Wednesday, January 27, 2010

Machine gun


A machine gun is a fully automatic mounted or portable firearm, usually designed to fire rifle bullets in quick succession from an ammunition belt or large-capacity magazine, typically at a rate of several hundred rounds per minute. The first design/invention of the machine gun was by Leonardo Da Vinci, presenting a design of an eight barreled machine gun that was operated manually by a bandcrank, and was mounted onto the ground, and barely portable.

In United States law, machine gun is a term of art for any fully-automatic firearm, and also for any component or part that will modify an existing firearm into a fully-automatic firearm.[1]

Machine guns are generally categorized as sub-machine guns, machine guns, or autocannons. Submachine guns are designed to be portable automatic weapons for personal defense or short range combat, and are intended to be fired while being hand held. Submachine guns use small pistol caliber rounds. A proper machine gun is often portable to a certain degree, but is generally used when mounted on a stand or fired from the ground on a bipod. Light machine guns can be fired hand held like a rifle, but the gun is more effective when fired from a prone position. Proper machine guns use larger caliber rifle rounds. The difference between machine guns and autocannons is based on caliber, with autocannons using calibers larger than 16 mm.[2]



Another factor is whether the gun fires conventional rounds or explosive rounds. Guns firing large-caliber explosive rounds are generally considered either autocannons or automatic grenade launchers ("grenade machine guns"). By contrast to the other two categories (submachine guns and autocannons), machine guns (like rifles) tend to share a very high ratio of barrel length to caliber (a long barrel for a small caliber); indeed, a true machine gun is essentially a fully-automatic rifle, and the boundaries between the two are often blurred. Often, the criterion for a machine gun as opposed to an automatic rifle is considered to be the presence of a quick change barrel or other cooling system (see below).
┄┄┄┄┄┄
> PROBLEMS TO WORK ON
- A) In the machine gun text, what caliber marks autocannons off from machine guns?
- B) Rewrite the paragraph of the machine gun text that begins "Machine guns are generally categorized" as a short list, keeping its main facts.
Rely on the machine gun text alone, with no outside sources.

> DATASET CONTENT
┄┄┄┄┄┄
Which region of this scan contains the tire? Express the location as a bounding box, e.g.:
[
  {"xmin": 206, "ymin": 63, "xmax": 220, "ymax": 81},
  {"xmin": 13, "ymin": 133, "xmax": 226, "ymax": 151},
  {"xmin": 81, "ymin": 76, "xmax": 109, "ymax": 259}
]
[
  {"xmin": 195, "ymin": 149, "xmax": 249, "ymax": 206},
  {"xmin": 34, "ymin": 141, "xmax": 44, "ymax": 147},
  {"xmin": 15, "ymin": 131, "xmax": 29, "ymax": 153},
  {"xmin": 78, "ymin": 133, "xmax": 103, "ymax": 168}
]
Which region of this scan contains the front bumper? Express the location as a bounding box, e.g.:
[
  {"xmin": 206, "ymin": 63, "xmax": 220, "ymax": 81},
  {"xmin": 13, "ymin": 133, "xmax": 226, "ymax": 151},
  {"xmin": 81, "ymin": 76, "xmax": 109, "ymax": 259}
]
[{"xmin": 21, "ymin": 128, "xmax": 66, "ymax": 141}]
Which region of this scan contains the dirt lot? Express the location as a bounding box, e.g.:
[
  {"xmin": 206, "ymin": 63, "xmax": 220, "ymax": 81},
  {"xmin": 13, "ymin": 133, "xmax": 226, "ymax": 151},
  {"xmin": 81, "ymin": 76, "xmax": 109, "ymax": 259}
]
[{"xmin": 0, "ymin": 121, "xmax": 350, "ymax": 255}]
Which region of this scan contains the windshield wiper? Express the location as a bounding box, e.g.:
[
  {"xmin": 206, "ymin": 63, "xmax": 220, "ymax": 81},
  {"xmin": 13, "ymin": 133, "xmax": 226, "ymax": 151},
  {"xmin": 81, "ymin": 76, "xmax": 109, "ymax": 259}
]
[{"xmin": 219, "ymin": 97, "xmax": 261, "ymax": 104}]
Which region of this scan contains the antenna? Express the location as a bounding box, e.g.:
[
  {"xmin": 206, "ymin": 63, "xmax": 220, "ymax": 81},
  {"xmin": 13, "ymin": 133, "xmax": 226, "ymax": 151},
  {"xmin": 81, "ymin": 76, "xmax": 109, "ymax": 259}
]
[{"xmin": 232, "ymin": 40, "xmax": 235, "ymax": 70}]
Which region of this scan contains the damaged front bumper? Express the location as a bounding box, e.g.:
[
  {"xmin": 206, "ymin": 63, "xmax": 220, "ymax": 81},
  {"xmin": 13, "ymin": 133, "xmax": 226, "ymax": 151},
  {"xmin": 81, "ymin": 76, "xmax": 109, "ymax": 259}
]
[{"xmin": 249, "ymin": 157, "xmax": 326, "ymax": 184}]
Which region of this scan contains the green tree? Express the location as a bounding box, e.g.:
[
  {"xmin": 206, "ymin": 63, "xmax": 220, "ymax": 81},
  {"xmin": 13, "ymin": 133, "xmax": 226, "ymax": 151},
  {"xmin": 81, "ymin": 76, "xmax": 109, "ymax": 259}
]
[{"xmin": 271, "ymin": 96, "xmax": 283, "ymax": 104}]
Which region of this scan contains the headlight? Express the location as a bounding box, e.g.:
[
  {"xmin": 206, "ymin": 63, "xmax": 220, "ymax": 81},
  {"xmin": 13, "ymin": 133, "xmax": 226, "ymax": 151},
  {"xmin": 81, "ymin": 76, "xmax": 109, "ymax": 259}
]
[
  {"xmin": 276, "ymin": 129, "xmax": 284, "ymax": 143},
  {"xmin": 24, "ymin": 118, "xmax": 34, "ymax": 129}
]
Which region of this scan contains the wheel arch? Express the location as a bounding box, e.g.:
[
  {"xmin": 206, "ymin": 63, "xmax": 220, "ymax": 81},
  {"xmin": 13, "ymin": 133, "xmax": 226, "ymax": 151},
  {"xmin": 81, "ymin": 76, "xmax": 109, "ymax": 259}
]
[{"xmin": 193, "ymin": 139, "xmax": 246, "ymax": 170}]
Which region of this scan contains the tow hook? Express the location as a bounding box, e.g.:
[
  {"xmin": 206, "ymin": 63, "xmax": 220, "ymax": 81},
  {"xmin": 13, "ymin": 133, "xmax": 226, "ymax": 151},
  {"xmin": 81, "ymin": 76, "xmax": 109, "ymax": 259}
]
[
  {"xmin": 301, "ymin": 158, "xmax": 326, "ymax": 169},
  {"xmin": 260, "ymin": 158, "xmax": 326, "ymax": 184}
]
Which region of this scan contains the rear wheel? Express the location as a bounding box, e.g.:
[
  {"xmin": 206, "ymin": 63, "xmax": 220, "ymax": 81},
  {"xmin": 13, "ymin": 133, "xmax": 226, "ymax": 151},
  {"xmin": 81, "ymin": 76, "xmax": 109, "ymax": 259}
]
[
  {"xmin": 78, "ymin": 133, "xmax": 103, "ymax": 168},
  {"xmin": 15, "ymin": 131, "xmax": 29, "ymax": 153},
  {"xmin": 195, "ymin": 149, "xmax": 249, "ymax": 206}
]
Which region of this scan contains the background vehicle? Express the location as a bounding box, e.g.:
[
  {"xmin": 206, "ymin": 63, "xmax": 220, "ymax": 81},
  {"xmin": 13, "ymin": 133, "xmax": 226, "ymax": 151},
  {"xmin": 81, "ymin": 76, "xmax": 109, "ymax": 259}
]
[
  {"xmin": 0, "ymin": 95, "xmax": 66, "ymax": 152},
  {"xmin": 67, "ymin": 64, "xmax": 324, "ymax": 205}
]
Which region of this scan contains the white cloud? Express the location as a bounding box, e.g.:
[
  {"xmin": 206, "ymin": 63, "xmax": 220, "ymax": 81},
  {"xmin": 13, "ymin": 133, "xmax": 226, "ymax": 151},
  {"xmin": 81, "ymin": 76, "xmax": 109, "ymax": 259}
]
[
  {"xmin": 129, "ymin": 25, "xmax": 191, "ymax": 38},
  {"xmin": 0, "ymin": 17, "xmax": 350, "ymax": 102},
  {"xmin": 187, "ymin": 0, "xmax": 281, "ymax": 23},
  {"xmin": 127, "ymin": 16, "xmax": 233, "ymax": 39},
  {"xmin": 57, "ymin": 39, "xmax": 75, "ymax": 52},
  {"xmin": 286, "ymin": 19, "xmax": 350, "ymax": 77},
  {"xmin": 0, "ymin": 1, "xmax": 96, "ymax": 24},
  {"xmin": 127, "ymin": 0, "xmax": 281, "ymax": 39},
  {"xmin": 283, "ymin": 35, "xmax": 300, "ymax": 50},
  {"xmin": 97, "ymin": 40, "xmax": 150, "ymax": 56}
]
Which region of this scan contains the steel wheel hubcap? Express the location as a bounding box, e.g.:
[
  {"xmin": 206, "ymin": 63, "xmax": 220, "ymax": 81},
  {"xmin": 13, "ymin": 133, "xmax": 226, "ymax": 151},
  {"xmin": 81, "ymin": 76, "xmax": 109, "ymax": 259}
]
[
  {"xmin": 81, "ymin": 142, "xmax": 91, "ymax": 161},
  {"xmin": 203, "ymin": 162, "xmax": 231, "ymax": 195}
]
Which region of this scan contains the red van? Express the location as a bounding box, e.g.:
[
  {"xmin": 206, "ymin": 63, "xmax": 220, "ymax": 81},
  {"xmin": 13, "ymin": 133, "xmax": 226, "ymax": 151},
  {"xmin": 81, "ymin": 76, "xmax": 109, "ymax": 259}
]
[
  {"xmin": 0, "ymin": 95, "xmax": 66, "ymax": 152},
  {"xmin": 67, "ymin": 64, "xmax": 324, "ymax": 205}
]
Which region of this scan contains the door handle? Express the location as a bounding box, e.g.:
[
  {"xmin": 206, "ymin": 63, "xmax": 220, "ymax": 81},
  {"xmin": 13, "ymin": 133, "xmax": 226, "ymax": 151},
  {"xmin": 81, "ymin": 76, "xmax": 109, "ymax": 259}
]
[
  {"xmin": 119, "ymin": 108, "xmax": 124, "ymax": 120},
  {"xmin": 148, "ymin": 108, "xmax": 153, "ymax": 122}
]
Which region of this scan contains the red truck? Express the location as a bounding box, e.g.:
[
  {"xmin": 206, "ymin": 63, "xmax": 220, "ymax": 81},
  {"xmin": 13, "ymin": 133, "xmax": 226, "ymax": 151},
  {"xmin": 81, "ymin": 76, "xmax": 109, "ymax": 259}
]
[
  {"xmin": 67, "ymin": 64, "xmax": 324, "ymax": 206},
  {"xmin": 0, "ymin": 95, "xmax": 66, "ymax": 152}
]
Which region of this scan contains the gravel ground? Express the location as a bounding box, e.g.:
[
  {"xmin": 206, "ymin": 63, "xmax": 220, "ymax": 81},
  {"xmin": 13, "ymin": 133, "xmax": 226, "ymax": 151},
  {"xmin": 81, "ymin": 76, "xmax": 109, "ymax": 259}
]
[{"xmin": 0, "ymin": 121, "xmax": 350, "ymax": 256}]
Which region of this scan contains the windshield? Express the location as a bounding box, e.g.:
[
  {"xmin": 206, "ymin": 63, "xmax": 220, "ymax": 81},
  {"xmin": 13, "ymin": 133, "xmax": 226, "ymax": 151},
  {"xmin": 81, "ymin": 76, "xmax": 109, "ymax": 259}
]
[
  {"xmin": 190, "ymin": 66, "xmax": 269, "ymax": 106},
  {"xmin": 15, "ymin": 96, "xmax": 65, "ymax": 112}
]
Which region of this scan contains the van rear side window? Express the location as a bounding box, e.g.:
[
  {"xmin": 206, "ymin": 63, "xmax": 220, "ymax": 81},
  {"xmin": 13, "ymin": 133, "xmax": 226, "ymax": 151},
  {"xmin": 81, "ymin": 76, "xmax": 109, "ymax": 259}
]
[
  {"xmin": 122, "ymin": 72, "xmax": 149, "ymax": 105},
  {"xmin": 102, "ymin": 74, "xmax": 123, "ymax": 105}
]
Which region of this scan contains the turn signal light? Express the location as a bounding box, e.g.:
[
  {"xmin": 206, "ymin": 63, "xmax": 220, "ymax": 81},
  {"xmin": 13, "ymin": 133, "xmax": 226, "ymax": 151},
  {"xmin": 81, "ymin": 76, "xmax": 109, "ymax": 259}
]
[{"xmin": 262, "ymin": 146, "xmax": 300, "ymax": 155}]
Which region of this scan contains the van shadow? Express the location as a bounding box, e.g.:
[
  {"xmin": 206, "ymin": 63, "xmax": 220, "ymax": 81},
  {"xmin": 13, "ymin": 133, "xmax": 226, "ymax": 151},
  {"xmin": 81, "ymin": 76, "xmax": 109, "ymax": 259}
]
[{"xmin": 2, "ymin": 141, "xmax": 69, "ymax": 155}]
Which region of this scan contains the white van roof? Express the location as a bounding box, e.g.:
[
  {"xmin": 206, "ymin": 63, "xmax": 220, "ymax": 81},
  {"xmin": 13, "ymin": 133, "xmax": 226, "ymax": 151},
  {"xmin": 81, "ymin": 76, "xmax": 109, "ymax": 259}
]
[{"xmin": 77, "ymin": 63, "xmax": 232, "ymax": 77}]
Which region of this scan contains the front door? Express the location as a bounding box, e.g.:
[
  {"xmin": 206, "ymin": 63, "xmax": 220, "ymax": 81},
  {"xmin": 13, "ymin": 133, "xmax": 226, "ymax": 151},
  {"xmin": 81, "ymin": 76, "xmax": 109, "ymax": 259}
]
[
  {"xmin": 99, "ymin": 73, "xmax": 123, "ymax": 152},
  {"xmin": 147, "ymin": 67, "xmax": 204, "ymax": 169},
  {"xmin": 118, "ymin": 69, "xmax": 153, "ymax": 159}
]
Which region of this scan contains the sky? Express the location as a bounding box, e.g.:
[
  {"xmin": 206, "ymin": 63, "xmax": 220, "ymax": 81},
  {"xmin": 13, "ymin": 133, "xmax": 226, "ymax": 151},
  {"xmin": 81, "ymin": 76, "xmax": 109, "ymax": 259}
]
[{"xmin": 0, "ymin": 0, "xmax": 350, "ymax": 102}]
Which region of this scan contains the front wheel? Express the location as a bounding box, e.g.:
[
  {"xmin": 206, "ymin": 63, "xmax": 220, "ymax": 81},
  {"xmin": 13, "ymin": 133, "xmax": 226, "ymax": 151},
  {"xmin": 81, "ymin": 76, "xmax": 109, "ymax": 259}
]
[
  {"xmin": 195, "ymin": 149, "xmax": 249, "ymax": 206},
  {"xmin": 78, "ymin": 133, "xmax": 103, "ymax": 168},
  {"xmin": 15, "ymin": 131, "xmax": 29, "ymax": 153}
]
┄┄┄┄┄┄
> SOLUTIONS PER TASK
- A) Autocannons use calibers larger than 16 mm.

- B)
- Machine guns are generally divided into submachine guns, machine guns and autocannons.
- Submachine guns are portable automatic weapons for personal defense or short-range combat. They are fired while held in the hands and use small pistol-caliber rounds.
- Proper machine guns are somewhat portable but are usually mounted on a stand or fired from the ground on a bipod. They use larger rifle-caliber rounds.
- Light machine guns can be fired hand held like a rifle but are more effective from a prone position.
- Autocannons differ from machine guns by caliber, using calibers larger than 16 mm.